In the review of the Psy Ants LP below, who was recruited to play guitar?

## EXTRACT:
☆ ☆ ☆

Reviews

Psy Ants – Bit Tongue Prik (LP)

Psy Ants released this LP a couple of weeks ago and then disbanded, so this is the only record they’ll ever have, and you’ll probably never see them play live again. Consisting members of Per Purpose, Knee Chin and Cured Pink, the Brisbane trio formed around the duo of Aiden Hilcher and Mitchel Perkins, and eventually recruited Glen Schenau on guitar. They played the type of noise rock that sounds life-changing after about four (maybe five) longnecks.

The record plays out like a 20-minute rush of ugly texture: flaked with rust and bluntly serrated at the edges. Mitchel Perkins yells/sings like he was dropped as an infant, and the ensemble itself is unusually technical for a group like this, changing tempo and tack several times within the space of a two minute tune. ‘Belts & Ties’ is an exception: a short and leery chant that approaches something almost frightening in its nastiness. Elsewhere, foreign elements like chimes (?) make ‘Toska’ a little bit weirder than your run-of-the-mill “angular” noise rock tune.

☆ ☆ ☆

## EXCERPTED DATA:
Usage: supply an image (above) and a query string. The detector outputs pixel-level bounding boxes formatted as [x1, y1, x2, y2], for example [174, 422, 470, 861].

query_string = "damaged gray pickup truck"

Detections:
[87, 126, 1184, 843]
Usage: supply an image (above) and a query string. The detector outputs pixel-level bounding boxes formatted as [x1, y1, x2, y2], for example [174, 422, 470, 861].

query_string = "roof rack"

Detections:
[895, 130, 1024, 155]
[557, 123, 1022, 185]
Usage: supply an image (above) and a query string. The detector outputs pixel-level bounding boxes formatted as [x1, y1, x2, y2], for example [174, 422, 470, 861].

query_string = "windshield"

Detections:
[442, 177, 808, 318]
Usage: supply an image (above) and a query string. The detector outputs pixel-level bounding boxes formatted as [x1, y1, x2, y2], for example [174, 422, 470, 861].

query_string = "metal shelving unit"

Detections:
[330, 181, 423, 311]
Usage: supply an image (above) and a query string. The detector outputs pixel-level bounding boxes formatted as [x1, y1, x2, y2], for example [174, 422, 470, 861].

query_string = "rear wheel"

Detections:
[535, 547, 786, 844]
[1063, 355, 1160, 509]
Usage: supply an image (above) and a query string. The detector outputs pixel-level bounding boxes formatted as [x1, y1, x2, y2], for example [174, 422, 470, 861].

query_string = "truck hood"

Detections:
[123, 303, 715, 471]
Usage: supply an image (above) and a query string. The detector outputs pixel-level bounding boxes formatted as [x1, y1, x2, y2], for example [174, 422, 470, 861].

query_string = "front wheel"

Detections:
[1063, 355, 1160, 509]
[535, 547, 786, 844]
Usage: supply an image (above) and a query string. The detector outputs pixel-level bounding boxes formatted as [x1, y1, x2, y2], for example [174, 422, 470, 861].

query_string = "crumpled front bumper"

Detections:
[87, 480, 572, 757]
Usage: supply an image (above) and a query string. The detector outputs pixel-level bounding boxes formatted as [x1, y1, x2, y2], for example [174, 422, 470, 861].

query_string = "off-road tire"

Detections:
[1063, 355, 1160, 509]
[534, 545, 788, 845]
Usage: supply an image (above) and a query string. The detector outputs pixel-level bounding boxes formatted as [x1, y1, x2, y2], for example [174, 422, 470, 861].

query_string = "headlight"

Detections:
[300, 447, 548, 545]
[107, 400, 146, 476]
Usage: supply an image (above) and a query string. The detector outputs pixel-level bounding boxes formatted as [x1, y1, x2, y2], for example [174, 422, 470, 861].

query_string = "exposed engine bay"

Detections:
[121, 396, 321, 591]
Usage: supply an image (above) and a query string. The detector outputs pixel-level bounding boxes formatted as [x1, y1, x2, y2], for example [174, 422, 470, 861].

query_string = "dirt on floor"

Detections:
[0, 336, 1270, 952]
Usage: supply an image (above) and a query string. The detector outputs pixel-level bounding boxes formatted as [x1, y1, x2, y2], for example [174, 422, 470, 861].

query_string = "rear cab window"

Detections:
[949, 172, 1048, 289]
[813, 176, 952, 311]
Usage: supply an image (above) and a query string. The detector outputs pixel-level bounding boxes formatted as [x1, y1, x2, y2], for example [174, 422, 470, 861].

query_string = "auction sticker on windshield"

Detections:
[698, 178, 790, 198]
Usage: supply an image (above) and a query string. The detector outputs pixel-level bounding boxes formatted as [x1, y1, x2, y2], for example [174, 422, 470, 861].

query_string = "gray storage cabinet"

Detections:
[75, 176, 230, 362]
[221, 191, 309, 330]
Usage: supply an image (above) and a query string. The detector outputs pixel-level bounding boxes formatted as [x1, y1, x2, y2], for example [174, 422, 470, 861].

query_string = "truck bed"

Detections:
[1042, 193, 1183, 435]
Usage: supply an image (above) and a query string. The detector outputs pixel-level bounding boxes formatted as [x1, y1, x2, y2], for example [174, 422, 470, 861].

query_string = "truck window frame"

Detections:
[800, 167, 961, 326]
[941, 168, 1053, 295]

☆ ☆ ☆

## EXERCISE SOLUTION:
Glen Schenau